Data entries
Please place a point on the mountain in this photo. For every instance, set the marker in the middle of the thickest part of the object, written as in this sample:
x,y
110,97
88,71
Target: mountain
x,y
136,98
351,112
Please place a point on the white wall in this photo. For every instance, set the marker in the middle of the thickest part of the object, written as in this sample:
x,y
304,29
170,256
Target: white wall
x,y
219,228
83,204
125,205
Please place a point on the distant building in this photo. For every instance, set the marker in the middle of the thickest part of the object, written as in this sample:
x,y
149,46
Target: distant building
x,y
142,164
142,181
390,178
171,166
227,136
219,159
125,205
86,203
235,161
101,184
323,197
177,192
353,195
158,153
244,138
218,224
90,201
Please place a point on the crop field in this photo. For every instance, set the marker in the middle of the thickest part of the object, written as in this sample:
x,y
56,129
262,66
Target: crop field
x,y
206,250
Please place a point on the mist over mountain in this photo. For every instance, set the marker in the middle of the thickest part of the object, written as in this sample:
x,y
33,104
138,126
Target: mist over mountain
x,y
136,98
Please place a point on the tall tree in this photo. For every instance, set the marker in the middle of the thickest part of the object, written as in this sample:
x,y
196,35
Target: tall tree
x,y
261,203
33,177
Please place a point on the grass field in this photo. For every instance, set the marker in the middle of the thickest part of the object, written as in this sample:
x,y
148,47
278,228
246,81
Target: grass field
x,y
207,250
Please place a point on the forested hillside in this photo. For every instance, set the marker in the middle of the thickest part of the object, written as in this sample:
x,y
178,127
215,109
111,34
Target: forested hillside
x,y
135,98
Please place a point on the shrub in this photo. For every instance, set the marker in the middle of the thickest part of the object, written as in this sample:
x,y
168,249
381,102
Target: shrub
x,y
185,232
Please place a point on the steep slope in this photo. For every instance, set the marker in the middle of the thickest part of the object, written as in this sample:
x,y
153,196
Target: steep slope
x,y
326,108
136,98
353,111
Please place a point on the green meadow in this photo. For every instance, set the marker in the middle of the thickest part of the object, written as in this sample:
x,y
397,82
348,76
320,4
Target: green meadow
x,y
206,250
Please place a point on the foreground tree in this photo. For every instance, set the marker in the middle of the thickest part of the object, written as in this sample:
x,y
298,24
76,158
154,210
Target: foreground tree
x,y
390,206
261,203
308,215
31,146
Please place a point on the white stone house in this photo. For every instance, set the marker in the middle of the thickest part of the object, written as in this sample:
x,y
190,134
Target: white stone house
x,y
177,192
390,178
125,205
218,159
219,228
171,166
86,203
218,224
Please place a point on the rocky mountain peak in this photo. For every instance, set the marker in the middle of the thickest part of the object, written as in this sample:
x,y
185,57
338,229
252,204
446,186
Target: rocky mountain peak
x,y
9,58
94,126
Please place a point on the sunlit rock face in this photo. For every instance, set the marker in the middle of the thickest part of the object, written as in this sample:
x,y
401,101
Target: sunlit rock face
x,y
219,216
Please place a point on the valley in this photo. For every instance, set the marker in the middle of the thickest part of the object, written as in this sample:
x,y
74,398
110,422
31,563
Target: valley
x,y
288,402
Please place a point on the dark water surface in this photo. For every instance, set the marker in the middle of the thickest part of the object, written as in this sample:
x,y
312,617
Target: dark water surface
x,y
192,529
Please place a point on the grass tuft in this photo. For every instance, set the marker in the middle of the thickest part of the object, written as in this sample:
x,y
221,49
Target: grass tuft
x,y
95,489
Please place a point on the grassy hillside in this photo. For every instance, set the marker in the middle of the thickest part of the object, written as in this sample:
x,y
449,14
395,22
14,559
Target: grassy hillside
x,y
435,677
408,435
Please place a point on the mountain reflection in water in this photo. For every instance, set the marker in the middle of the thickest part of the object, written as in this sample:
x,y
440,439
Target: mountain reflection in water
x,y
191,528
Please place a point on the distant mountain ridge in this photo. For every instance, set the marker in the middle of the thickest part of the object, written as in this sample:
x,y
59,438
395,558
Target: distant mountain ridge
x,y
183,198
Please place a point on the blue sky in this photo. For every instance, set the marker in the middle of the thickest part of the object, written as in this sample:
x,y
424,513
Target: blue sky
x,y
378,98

What is needed = Once more, write out all the data above exactly as given.

Your response =
Please place a point on the mountain in this photo. For every instance, set the marker in the middle of the thickest part of the object, written as in this sample:
x,y
110,97
88,71
Target: mountain
x,y
136,98
351,112
Please place a point on the white wall in this photo. For every instance, set the marker in the middle of the thickest part of the object, written as in this sample:
x,y
304,29
170,256
Target: white wall
x,y
219,228
83,204
125,205
Please place a point on the distant building in this photo. For every instance, set the marker in the middle of the thickest part of the object, written as in this sample:
x,y
149,46
Target: distant building
x,y
142,164
142,181
390,178
171,166
227,136
219,159
125,205
86,203
235,161
101,184
323,197
177,192
353,195
158,153
244,138
218,224
90,201
Please place a point on the crop field in this photo. For every instance, set the marker in the middle of the thickest part of the object, written as in this sample:
x,y
56,129
262,66
Target: crop field
x,y
206,250
Please place a point on the mist over mountain in this photo. For every instance, set the marker in the middle of the thickest part of the object, written as in this sample:
x,y
33,104
138,126
Target: mist over mountain
x,y
136,98
Please place a point on the tall tree in this photo. For every instance, set the marker in the middle of the thickest part of the object, written as in this sample:
x,y
196,35
Target: tall tree
x,y
261,203
33,177
Please place a point on the grass field in this photo. For every instance, set the marker in the middle of the thickest part of the object, written as in this sample:
x,y
148,47
278,228
246,81
Target: grass field
x,y
207,250
Please place a point on the forested hillside in this photo. For every instance, set the marker in the middle of the thickest part of the object, written as in this sample:
x,y
178,127
215,109
111,34
Target: forested hillside
x,y
135,98
Please place a point on the shrub in this photo. For every instance, set the marker in the middle of the thickest part of the object, written as in this sample:
x,y
168,249
381,102
Target: shrub
x,y
185,232
Please place a point on the steep slope in this photo. For every instance, set the marker in the middle of the thickest part of the object, written as in this sample:
x,y
153,196
Target: steep slope
x,y
326,108
136,98
353,111
Please place a point on the green meadow in this photo. For every instance, set the marker in the middle of the thickest part of the object, written as in this sample:
x,y
397,82
348,76
320,4
Target: green meadow
x,y
206,250
Please place a point on the foreground tree in this photo. For every instance, set the marker in the middle of the thickest part of the object, written as in this sample:
x,y
298,24
76,158
154,210
Target: foreground tree
x,y
390,206
261,203
308,215
31,146
Please place a point on the white stone house in this photo. For every instance, set the marker in the middle of the thickest part of the object, written as in this sample:
x,y
190,134
Target: white stone house
x,y
177,192
390,178
125,205
218,159
219,228
171,166
86,203
218,224
Please place a point on the rocky mountain peak in this photo. For every instance, set the marker in the middle of the thickest part of the object, written as in this sample:
x,y
185,57
338,229
252,204
446,186
Target: rocky mountain peak
x,y
9,58
94,126
Please place a point on the sunlit rock face in this photo. For every instance, set the marker in the middle of the thickest part of the object, written as in this sample:
x,y
401,101
Target: sunlit rock face
x,y
219,216
Please place a point on the valley in this photo. For every instance, set the marker in the middle of the thickest part of the object, written as in this sample:
x,y
74,398
110,422
31,563
Target: valley
x,y
288,402
Please place a point on the dark water surface in this photo. For every instance, set the marker in the middle of the thickest part of the object, written as in this sample:
x,y
312,617
Target: dark water surface
x,y
192,529
Please place a point on the grass tuft in this photo. For every instance, set the marker in the middle of the thickest part of the object, written as in this sample:
x,y
221,49
Target: grass tuft
x,y
95,489
Please place a point on the grassy hillside in this photo. For every instance, set the marker in the middle of the thickest part of the object, written as in this sample:
x,y
449,14
395,22
14,559
Target: grassy hillside
x,y
435,677
408,435
Please place a point on the mountain reflection in water in this photo. For every instance, set the marker in the middle of the thickest part of the object, written as in this sample:
x,y
440,439
Target: mountain reflection in water
x,y
191,528
Please place a point on the distant mountain ridge in this photo. For every instance, set the marker in the middle of the thickest part of the object, written as in this sample:
x,y
59,438
395,558
Target: distant mountain ridge
x,y
183,198
Please place a point on the blue sky in this photo. For every instance, set the marker in the middle of the thickest part of the object, written as in this sample:
x,y
424,513
Target: blue sky
x,y
378,98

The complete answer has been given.